── EXERCISE INPUT ──

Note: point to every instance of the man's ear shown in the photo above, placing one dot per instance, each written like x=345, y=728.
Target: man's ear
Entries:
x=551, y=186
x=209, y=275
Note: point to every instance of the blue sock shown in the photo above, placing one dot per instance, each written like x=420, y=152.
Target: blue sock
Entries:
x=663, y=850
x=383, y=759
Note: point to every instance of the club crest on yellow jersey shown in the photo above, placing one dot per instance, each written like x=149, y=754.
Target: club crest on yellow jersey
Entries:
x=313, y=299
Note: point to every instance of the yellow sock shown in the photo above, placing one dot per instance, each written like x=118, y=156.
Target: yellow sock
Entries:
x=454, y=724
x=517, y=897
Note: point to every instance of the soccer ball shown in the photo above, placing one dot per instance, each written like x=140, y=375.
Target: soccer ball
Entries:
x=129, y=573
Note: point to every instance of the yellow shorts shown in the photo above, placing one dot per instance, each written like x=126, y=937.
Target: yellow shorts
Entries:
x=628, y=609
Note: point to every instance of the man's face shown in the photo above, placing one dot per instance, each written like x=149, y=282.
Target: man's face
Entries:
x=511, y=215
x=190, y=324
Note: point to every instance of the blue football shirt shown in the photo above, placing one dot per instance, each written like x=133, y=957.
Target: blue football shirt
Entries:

───
── EXERCISE INPUT ──

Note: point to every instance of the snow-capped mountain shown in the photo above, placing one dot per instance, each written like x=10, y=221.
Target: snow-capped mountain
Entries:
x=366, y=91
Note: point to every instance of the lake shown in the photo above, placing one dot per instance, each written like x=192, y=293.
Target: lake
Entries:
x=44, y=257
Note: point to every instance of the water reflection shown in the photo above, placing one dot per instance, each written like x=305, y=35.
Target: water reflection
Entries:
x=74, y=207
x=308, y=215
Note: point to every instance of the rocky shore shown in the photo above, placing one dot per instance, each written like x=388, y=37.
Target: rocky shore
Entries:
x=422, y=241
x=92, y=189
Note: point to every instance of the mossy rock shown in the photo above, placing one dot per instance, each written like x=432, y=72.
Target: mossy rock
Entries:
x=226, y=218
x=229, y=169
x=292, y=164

───

WHAT THIS TASK INVOLVES
Extract the lines that begin at the one containing "Note: point to every instance of the rocky" and end at the one containing "x=292, y=164", including both, and reproduce them with no changes.

SOLUTION TO THIS TASK
Note: point to every instance of the rocky shore shown in the photo above, placing one dot per instance, each written like x=388, y=37.
Target: rocky shore
Entries:
x=422, y=241
x=92, y=189
Note: point to every instance of the mossy rock shown in the photo above, placing one dot per instance, each written like x=432, y=72.
Target: mossy rock
Entries:
x=226, y=218
x=229, y=169
x=292, y=164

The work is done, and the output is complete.